**Activity:** Your job is to copy the data that follows exactly, every line included.

**Supplied information:**
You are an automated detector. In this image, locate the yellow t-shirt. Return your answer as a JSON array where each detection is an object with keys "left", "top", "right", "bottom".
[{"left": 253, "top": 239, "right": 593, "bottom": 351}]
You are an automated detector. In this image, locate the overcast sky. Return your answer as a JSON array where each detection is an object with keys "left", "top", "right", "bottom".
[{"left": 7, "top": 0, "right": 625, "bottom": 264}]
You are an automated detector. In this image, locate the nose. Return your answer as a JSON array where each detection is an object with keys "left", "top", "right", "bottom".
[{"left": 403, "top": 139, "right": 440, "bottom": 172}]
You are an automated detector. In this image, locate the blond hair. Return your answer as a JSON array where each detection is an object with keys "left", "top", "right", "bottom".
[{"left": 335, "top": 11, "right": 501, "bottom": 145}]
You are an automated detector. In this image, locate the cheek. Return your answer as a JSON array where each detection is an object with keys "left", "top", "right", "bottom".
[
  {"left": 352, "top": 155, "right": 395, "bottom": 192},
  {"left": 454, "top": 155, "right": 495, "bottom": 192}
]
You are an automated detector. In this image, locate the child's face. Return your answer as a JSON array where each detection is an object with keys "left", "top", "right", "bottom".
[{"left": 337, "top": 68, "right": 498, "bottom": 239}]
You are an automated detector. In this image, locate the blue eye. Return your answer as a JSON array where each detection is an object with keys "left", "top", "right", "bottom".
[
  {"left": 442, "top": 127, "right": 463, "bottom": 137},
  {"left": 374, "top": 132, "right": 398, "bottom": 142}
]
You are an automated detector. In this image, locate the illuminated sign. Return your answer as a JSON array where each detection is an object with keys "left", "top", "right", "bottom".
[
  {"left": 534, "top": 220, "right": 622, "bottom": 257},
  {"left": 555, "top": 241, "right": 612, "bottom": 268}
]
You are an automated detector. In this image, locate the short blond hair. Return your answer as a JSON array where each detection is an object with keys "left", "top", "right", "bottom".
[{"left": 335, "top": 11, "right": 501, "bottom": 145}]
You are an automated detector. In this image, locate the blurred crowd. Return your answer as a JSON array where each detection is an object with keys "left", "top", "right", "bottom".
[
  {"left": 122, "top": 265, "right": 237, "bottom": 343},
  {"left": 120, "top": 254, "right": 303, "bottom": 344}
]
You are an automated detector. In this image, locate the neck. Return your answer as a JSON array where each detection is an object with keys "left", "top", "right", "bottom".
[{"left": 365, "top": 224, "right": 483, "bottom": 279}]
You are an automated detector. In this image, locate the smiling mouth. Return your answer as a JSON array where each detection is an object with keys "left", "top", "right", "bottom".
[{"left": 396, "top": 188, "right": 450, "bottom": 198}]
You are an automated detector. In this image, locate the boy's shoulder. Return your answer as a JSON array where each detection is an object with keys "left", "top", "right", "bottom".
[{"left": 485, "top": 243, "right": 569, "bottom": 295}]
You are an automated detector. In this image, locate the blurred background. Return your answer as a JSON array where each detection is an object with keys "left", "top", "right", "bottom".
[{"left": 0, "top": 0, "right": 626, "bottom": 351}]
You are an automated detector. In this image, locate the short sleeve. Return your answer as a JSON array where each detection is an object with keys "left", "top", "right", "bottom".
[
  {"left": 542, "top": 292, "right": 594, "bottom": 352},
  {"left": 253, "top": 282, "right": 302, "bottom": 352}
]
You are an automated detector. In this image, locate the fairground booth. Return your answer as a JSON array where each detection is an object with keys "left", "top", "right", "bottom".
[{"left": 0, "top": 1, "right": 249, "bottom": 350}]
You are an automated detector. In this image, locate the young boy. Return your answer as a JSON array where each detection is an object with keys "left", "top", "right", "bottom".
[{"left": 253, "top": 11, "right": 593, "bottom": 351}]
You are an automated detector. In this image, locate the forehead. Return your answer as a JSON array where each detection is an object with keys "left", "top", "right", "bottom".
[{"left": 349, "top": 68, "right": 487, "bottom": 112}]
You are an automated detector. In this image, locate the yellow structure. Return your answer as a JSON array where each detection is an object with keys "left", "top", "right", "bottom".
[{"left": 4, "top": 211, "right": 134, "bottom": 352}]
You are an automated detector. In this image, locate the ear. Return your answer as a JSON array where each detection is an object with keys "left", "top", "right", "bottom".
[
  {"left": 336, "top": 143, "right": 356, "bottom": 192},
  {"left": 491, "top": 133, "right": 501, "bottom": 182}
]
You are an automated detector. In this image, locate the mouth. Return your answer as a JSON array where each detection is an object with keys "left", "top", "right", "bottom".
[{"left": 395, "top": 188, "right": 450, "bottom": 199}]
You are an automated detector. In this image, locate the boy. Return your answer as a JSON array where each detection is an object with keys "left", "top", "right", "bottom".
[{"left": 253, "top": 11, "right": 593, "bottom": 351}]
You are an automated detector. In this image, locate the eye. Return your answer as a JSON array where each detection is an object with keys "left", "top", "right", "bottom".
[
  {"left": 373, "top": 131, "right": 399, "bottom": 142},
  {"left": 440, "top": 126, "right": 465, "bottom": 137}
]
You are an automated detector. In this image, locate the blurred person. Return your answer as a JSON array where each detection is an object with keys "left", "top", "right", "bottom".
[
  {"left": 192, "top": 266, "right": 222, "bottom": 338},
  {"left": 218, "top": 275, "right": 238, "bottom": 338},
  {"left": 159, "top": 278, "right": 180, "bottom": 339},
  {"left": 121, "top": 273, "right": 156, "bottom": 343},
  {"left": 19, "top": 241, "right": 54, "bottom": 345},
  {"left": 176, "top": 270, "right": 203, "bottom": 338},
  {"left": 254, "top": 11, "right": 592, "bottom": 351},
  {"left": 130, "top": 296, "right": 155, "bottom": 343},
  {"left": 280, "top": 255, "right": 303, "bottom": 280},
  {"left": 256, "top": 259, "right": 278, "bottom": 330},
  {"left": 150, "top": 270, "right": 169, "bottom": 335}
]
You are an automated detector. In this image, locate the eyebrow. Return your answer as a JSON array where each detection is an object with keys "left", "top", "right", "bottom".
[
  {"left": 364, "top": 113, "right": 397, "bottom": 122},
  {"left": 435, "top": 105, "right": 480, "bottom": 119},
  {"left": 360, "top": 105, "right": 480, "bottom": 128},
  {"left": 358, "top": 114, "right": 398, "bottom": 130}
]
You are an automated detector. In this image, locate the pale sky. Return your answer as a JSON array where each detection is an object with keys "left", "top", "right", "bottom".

**Completed exercise:**
You are an automated detector. In this image, locate the yellow t-shirt. Return your answer as a JSON array where each detection is an object with keys "left", "top", "right", "bottom".
[{"left": 253, "top": 239, "right": 593, "bottom": 351}]
You are an automated detector. In this image, locate the overcast sky. Return your answer as a JSON array where each detection is an object with keys "left", "top", "right", "bottom".
[{"left": 7, "top": 0, "right": 625, "bottom": 264}]
You are an automated detector. In this image, locate the nose. Return your answer as a JSON array where each detection is an object with keys "left", "top", "right", "bottom".
[{"left": 403, "top": 139, "right": 440, "bottom": 172}]
You are an automated detector. In this image, locate the blond hair. Return your answer as a JSON array where each detection is an object with keys "left", "top", "right", "bottom".
[{"left": 335, "top": 11, "right": 501, "bottom": 145}]
You are an automated detector. In this image, locate the cheek. Return your answer as a JSON array where each detection is an object with keys "left", "top", "right", "bottom".
[
  {"left": 352, "top": 155, "right": 395, "bottom": 192},
  {"left": 454, "top": 155, "right": 495, "bottom": 192}
]
You are an automated detector. In this image, locate the child's face. Return your answer as a JSON array where each detection is an object with keys "left", "top", "right", "bottom".
[{"left": 337, "top": 68, "right": 498, "bottom": 239}]
You are an automated detector. In this image, locate the blue eye. Return your answer as a JSON array where each detection is an object with keys "left", "top", "right", "bottom".
[
  {"left": 442, "top": 127, "right": 463, "bottom": 137},
  {"left": 374, "top": 132, "right": 398, "bottom": 142}
]
You are an automated detector. In this image, locate the illuminated sign. Return your answer as a JSON array where each detection is an object with keys "left", "top", "right", "bottom".
[
  {"left": 534, "top": 220, "right": 622, "bottom": 257},
  {"left": 555, "top": 241, "right": 612, "bottom": 268}
]
You are an automated detector. In this image, locate the short blond hair. Return your answer as a JSON array where each detection is an object with keys "left", "top", "right", "bottom".
[{"left": 335, "top": 11, "right": 501, "bottom": 145}]
You are an automated detector. In this image, locate the blurred crowd. Return your answer as a JSON array where each detection is an object with keys "left", "top", "right", "bottom".
[
  {"left": 122, "top": 265, "right": 237, "bottom": 343},
  {"left": 120, "top": 254, "right": 303, "bottom": 344}
]
You are an automated detector. In this image, locate the neck. Return your answer as a JSON array where each detection is an object with keys "left", "top", "right", "bottom".
[{"left": 365, "top": 224, "right": 483, "bottom": 279}]
You are an automated detector. In this image, locate the smiling mouth. Return your answer as a JSON array where each detection is an object with keys "left", "top", "right", "bottom".
[{"left": 396, "top": 188, "right": 450, "bottom": 198}]
You are an automated detector. In this image, locate the boy's shoulder. Return your answer as a JSON array where each detection is an object with keys "left", "top", "right", "bottom".
[{"left": 485, "top": 243, "right": 569, "bottom": 295}]
You are an automated detector. In this image, locate the blurred background. Return your answer as a JSON array where each detection is an object with keys "left", "top", "right", "bottom".
[{"left": 0, "top": 0, "right": 626, "bottom": 351}]
You are an automated detector. In this image, locate the short sleeve. Return your answer as a JSON array where each detection is an object with keys "left", "top", "right", "bottom".
[
  {"left": 542, "top": 292, "right": 594, "bottom": 352},
  {"left": 253, "top": 282, "right": 302, "bottom": 352}
]
You are an automated detector. In this image, locate the fairground booth. Return your answer as a JSON array where each detection is an object with keys "left", "top", "right", "bottom".
[{"left": 0, "top": 1, "right": 249, "bottom": 350}]
You are an automated detector. In this image, locate the young boy. Return your answer as a JSON array where each detection is an object with keys "left", "top", "right", "bottom".
[{"left": 253, "top": 11, "right": 593, "bottom": 351}]
You are an automated detector. In this image, locate the forehead. Return your answer as a JSON array where each detection is an object with keys "left", "top", "right", "bottom".
[{"left": 349, "top": 68, "right": 487, "bottom": 112}]
You are an automated detector. In this image, locate the yellow structure. Return your answer as a JSON array where each detection is an object with keys "left", "top", "right", "bottom".
[{"left": 4, "top": 211, "right": 134, "bottom": 352}]
You are an automated detector. In this image, locate the ear. Return your answer as a JSON array where each detection is an object with keys "left", "top", "right", "bottom".
[
  {"left": 336, "top": 143, "right": 356, "bottom": 192},
  {"left": 491, "top": 133, "right": 501, "bottom": 182}
]
You are an automated detector. In this image, locate the mouth. Return your answer as a JSON array where each detection is an object with keys "left", "top", "right", "bottom".
[{"left": 395, "top": 188, "right": 450, "bottom": 199}]
You are an automated detector. In this image, locate the boy. Return your answer as a JSON array where each detection is an object with keys "left", "top", "right", "bottom".
[{"left": 253, "top": 11, "right": 593, "bottom": 351}]
You are an automated detector. In this image, locate the eye. Return your answer as a JSON array where each detection is an object with keys "left", "top", "right", "bottom".
[
  {"left": 373, "top": 131, "right": 399, "bottom": 142},
  {"left": 440, "top": 126, "right": 465, "bottom": 137}
]
You are an automated detector. In this image, locate the blurred person. Return your answer as a JSON array where each detection is an object with keys "left", "top", "right", "bottom".
[
  {"left": 192, "top": 266, "right": 222, "bottom": 338},
  {"left": 218, "top": 275, "right": 238, "bottom": 338},
  {"left": 159, "top": 278, "right": 180, "bottom": 339},
  {"left": 121, "top": 273, "right": 156, "bottom": 343},
  {"left": 19, "top": 241, "right": 54, "bottom": 345},
  {"left": 176, "top": 270, "right": 203, "bottom": 338},
  {"left": 254, "top": 11, "right": 592, "bottom": 351},
  {"left": 130, "top": 296, "right": 155, "bottom": 343},
  {"left": 280, "top": 255, "right": 303, "bottom": 280},
  {"left": 256, "top": 259, "right": 278, "bottom": 330},
  {"left": 150, "top": 270, "right": 169, "bottom": 335}
]
You are an automated detector. In this image, locate the eyebrow. Return your answer as a JSON array where each detection is an object with keys "left", "top", "right", "bottom".
[
  {"left": 364, "top": 113, "right": 397, "bottom": 122},
  {"left": 435, "top": 105, "right": 480, "bottom": 119},
  {"left": 360, "top": 105, "right": 480, "bottom": 128},
  {"left": 358, "top": 114, "right": 398, "bottom": 130}
]
You are an automated detector. In this image, locate the pale sky. Return your answer as a JSON array where each detection is an object with keys "left", "top", "right", "bottom".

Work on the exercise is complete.